_WORK TO COMPLETE_
Please rewrite the lines from the one containing "If you would be willing to tag the white" through the last line, replacing "tree trunk" with "tree stump" and leaving everything else unchanged.

_MATERIAL FOR THIS TASK_
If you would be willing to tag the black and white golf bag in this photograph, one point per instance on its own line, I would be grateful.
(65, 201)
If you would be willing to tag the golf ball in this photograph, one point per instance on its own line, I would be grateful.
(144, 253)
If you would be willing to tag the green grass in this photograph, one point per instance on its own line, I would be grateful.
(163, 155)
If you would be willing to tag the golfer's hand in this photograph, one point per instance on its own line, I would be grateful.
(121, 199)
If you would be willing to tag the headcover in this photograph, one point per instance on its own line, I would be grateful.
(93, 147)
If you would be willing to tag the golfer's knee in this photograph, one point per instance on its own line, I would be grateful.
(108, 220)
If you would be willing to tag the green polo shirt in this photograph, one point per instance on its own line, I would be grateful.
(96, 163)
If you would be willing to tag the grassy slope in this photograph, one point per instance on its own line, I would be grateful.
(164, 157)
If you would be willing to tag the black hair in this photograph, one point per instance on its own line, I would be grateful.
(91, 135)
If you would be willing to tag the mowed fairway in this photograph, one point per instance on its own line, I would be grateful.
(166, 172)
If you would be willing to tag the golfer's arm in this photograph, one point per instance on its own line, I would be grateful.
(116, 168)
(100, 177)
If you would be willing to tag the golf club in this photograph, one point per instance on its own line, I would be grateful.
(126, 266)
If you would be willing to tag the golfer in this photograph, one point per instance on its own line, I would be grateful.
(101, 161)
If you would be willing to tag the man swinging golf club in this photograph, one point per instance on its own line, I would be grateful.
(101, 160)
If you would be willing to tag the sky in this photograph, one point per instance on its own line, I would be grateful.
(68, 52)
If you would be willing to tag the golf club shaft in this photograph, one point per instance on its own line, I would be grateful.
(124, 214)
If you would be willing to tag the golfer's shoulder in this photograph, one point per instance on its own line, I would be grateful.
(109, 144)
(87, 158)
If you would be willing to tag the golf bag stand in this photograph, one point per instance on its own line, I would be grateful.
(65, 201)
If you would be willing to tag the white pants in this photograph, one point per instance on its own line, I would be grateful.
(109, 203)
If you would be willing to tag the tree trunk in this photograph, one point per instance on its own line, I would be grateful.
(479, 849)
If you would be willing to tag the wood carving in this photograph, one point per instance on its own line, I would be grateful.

_WRITTEN SOLUTION_
If you would be willing to tag the white pants in this photograph, one point per instance on its own line, I would be grateful.
(109, 203)
If you would be willing to tag the tree stump in this photograph, one point per instance on its own line, I would be grateful.
(479, 849)
If you would be willing to tag the wood carving in this photograph, one point per instance on its own line, I would be grateful.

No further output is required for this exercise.